What to produce
Some lines below hold "positive". Pick them out and copy them.

Supplied records
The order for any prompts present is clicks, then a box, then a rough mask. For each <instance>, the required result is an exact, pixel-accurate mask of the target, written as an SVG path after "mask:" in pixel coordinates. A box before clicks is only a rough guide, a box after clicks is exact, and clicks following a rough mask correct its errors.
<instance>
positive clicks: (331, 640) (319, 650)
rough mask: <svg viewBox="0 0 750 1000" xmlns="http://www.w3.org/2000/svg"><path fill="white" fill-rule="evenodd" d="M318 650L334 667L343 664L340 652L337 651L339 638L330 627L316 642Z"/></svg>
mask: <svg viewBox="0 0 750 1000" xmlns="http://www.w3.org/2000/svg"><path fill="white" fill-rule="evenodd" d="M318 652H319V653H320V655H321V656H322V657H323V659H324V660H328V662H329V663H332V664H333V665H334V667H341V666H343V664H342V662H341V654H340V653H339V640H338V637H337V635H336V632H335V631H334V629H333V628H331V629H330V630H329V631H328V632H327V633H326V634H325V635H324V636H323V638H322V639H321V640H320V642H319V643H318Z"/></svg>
---
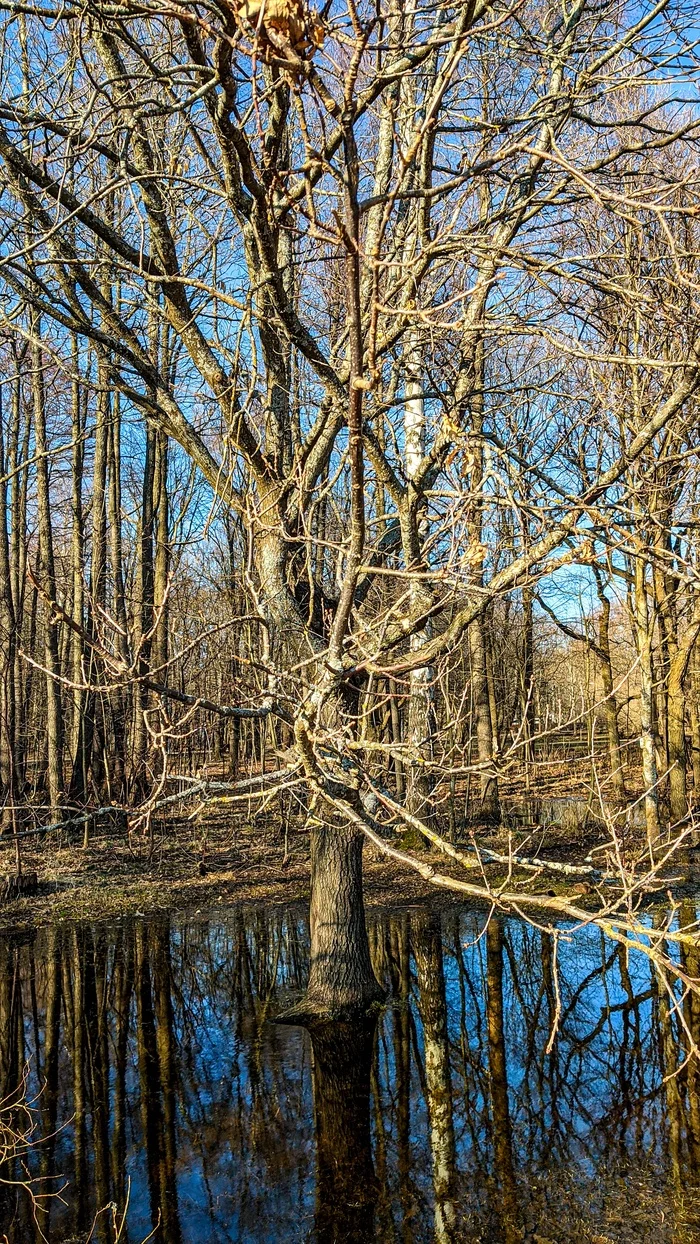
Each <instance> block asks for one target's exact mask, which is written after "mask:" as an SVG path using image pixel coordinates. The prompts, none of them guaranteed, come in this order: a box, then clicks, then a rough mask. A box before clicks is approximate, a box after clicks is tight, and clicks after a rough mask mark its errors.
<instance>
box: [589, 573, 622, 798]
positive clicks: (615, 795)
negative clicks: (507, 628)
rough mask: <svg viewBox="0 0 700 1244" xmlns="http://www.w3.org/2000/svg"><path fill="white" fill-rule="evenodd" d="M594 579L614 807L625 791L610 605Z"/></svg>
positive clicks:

Response
positive clicks: (331, 640) (319, 650)
positive clicks: (615, 795)
positive clicks:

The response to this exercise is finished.